# To do:
Print out every record exactly as it appears.

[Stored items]

-------------------------

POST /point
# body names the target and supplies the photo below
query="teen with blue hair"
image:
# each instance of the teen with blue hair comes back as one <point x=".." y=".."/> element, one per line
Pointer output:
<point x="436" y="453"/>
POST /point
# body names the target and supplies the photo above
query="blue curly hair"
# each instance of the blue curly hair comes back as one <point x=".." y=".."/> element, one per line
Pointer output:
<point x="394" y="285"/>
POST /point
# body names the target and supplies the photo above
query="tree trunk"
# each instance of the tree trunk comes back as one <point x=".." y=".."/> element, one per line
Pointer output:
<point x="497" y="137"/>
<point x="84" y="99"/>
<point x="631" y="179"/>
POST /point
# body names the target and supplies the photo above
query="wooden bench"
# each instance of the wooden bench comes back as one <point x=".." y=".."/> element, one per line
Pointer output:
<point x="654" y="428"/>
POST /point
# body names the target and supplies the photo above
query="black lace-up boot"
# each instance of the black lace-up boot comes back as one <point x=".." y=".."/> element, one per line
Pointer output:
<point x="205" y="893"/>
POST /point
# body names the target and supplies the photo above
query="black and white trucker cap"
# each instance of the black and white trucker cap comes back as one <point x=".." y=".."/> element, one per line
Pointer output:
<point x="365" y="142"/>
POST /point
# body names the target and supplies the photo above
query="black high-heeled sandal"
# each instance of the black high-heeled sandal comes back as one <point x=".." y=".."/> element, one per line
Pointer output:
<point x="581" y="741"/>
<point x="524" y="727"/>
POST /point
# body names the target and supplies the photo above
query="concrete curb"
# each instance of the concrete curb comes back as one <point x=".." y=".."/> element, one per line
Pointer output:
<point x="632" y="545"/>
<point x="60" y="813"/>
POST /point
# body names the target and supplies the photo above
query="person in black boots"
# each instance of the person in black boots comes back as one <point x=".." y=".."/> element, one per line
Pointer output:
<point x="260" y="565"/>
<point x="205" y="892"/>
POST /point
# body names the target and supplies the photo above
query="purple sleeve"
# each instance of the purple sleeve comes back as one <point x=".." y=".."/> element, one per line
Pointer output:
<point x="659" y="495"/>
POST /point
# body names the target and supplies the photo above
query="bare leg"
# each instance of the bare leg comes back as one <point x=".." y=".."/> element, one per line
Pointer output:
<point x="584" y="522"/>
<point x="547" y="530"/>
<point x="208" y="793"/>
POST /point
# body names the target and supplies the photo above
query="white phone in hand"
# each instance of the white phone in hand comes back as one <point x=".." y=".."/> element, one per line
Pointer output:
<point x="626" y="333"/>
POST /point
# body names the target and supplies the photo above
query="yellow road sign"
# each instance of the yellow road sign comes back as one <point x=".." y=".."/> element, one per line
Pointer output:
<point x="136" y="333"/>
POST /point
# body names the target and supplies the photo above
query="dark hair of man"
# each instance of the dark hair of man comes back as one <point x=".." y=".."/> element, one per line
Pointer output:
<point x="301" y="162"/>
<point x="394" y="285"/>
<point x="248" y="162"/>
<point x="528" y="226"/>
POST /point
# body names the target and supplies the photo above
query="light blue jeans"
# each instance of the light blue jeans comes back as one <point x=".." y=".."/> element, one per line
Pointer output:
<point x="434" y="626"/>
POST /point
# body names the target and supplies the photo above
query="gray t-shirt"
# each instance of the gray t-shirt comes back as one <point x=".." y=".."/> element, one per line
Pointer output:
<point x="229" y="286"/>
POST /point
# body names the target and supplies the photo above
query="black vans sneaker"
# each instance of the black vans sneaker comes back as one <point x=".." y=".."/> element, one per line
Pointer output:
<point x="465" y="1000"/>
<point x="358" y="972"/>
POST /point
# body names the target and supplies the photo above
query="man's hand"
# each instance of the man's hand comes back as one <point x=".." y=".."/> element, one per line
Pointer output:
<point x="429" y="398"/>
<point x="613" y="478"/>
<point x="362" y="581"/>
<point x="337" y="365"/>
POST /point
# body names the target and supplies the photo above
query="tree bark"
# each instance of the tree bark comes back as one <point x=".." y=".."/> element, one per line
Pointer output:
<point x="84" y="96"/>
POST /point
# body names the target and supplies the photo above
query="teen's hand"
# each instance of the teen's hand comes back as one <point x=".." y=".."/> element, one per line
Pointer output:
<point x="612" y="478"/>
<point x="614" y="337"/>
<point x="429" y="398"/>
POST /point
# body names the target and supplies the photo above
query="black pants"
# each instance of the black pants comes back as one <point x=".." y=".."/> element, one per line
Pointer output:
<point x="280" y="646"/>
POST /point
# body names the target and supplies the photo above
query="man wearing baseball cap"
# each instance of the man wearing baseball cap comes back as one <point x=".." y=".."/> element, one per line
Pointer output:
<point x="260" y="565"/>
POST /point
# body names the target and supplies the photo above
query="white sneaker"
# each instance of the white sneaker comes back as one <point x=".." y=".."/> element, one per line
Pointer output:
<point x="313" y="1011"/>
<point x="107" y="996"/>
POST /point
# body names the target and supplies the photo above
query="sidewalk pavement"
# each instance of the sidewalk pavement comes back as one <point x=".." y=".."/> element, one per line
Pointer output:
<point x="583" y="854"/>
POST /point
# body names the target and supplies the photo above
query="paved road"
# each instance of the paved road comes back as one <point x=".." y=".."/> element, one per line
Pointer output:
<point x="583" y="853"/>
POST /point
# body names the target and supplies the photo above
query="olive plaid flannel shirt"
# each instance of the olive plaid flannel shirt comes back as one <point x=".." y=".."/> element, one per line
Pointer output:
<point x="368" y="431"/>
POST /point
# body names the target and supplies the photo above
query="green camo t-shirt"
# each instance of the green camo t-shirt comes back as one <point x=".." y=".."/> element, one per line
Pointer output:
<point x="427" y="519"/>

-------------------------

# Task output:
POST /point
# body names the target and supplies the photo below
query="teen with blue hair"
image:
# each instance of the teen with blue hair comes back as one <point x=".." y=".."/> element, one per line
Pointer output:
<point x="436" y="453"/>
POST /point
# body names the target and supplies the photo above
query="blue curly hair"
# each instance of the blue curly hair comes back as one <point x=".." y=".."/> element, one per line
Pointer output:
<point x="394" y="285"/>
POST /point
# body names the target and supplies the photo above
query="tree trunk"
# each instance of the tree trunk comes back as one <point x=".." y=".."/> element, one per line
Pointer output:
<point x="497" y="137"/>
<point x="84" y="99"/>
<point x="631" y="179"/>
POST /point
# body names the target and supplies the photo above
query="wooden bench"
# each instance of the wooden bench comes back as one <point x=".." y=".."/> element, one per line
Pointer output:
<point x="654" y="428"/>
POST /point
# body names the target and supplies the photo above
query="black lace-up boot"
# each instance of the black lace-up boot comes back as one <point x=".." y=".."/> element, one per line
Pointer output:
<point x="205" y="893"/>
POST /point
# body names the target and supplies the photo above
query="black and white trucker cap"
# each instance of the black and white trucker cap comes back as one <point x=".." y=".."/> element, one per line
Pointer output:
<point x="365" y="142"/>
POST /point
# body names the target and supplies the photo above
query="black high-heeled sandal"
# each instance of the black high-heeled sandal comes back as one <point x=".." y=".."/> element, one per line
Pointer output:
<point x="581" y="741"/>
<point x="524" y="727"/>
POST /point
# body names the target and supplies the photo above
query="concrete curb"
# each instance of the concrete curb comes back as one <point x=".." y=".."/> element, one per line
Pointer output:
<point x="632" y="545"/>
<point x="60" y="813"/>
POST /point
# body names the target and supplies the photo above
query="person in black boots"
# each instance of the person in black boots comes back as one <point x=".." y=".."/> element, one per line
Pointer output:
<point x="260" y="565"/>
<point x="205" y="892"/>
POST /point
# body names the target and supplies the photo above
query="purple sleeve"
# each instance of the purple sleeve comes back as one <point x=".." y=".."/> element, one per line
Pointer output:
<point x="659" y="495"/>
POST /point
# body names the target and supplies the photo above
query="bare leg"
# each instance of the bare leg comes back as one <point x=".." y=".."/> element, one per line
Pointer output:
<point x="584" y="522"/>
<point x="547" y="530"/>
<point x="208" y="793"/>
POST /point
# body names the target and supplies the photo above
query="white phone in hand"
# each instance of the white phone in hand comes back as one <point x=".." y=".."/> element, one per line
Pointer output:
<point x="626" y="333"/>
POST /point
# body names the target and supplies the photo above
query="yellow road sign"
# each instance of the yellow road sign comes back as one <point x=".." y=".."/> element, one per line
Pointer output:
<point x="136" y="333"/>
POST /point
# body names the target and supplies the photo above
query="dark hair of man"
# each instance of the dark hair of man comes back as one <point x=".." y=".."/> element, one per line
Pointer output:
<point x="301" y="162"/>
<point x="394" y="285"/>
<point x="248" y="162"/>
<point x="528" y="226"/>
POST /point
# body names the target and supplies the photo above
query="light blue jeans"
# each instance of the light blue jeans comes back as one <point x=".." y=".."/> element, one per line
Pointer output:
<point x="434" y="626"/>
POST /point
# body names the target and supplies the photo above
query="gray t-shirt"
# each instance of the gray t-shirt comes back as one <point x=".." y=".."/> element, one per line
Pointer output:
<point x="229" y="286"/>
POST /point
# body names the target and supplies the photo above
query="black vans sneaker"
# each instance of the black vans sneaker comes back as one <point x=".." y=".."/> element, one per line
Pointer output:
<point x="465" y="1000"/>
<point x="358" y="972"/>
POST /point
# body names the target and supplies the photo above
query="man's hand"
# each instance of the man's hand comes back as one <point x=".." y=".."/> element, one per line
Pointer output:
<point x="429" y="398"/>
<point x="613" y="478"/>
<point x="362" y="581"/>
<point x="337" y="365"/>
POST /point
# body names the target and supplies the photo above
query="tree bark"
# each instance of the tree bark comes back as one <point x=".." y=".."/> element, one per line
Pointer output:
<point x="84" y="96"/>
POST /point
# body names the target and supplies the photo above
query="teen's hand"
# each instance of the teen's hand comes back as one <point x=".." y=".."/> element, one per line
Pointer output:
<point x="612" y="478"/>
<point x="614" y="337"/>
<point x="429" y="398"/>
POST /point
# body names the target and supplies the photo above
query="black pants"
# each instance of the black pants comes back as one <point x=".." y=".."/> element, one per line
Pointer output:
<point x="280" y="646"/>
POST /point
# body names the target and supplies the photo above
query="man wearing baseball cap"
# each instance of the man wearing baseball cap comes back as one <point x=".." y=".."/> element, one per line
Pointer output:
<point x="260" y="565"/>
POST /point
# body names the target and supplies the photo above
query="white sneaker"
# each instance of the white sneaker comes back as one <point x=".." y=".."/> element, one per line
Pointer output:
<point x="313" y="1011"/>
<point x="107" y="996"/>
POST /point
# body names the target and supplies the photo above
query="sidewalk pavement"
# each instance of the sidewalk pavement comes back as one <point x=".." y=".."/> element, one per line
Pointer output:
<point x="583" y="854"/>
POST /point
# body names the target and supplies the photo above
query="paved road"
# each instance of the paved road comes back as one <point x=".." y=".."/> element, one per line
Pointer output:
<point x="583" y="853"/>
POST /point
# body names the target and supplies the photo above
query="olive plaid flannel shirt"
# each instance of the olive plaid flannel shirt comes back as one <point x=".." y=".."/> element, one per line
Pointer output:
<point x="368" y="431"/>
POST /point
# body names the target and supplies the photo above
query="green camo t-shirt"
# each instance of the green camo t-shirt comes back as one <point x=".." y=".."/> element, one per line
Pointer output:
<point x="427" y="519"/>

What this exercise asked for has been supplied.